EXERCISE DESCRIPTION:
Pick out and copy each line of the material below that contains the word "brown". Case counts when matching.

Stored data:

——

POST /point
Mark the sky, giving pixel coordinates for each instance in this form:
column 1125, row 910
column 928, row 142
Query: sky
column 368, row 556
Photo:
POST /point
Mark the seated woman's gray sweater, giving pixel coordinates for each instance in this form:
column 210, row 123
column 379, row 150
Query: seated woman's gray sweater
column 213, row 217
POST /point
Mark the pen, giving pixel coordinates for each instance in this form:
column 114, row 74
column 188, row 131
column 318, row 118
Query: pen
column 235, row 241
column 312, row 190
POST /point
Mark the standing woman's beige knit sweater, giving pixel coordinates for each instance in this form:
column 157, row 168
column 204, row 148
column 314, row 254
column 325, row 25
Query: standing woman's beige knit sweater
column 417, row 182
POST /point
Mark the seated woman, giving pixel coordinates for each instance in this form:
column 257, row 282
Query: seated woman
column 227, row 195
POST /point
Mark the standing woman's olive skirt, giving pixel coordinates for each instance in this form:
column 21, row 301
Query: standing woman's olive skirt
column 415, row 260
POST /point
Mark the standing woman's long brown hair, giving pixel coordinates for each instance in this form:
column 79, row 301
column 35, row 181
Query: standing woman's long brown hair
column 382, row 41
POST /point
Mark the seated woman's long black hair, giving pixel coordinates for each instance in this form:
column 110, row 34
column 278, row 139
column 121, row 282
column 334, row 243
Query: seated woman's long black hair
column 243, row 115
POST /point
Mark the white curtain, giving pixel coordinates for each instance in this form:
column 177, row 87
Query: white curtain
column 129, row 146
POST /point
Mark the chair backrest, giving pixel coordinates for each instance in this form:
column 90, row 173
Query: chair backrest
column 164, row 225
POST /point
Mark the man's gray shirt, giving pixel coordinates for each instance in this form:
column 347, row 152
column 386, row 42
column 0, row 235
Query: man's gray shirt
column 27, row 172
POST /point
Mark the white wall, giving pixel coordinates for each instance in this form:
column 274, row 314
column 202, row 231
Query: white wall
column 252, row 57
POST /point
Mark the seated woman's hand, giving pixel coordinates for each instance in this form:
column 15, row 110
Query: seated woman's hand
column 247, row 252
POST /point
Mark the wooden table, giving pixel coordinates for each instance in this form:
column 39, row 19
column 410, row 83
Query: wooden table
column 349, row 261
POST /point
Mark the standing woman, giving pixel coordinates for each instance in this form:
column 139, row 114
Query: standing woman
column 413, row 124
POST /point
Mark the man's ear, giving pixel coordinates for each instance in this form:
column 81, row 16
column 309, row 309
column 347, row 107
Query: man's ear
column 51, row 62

——

SOLUTION TO THE EXERCISE:
Mark the standing woman's long brown hair, giving pixel coordinates for each instance in this form:
Query: standing woman's long brown hair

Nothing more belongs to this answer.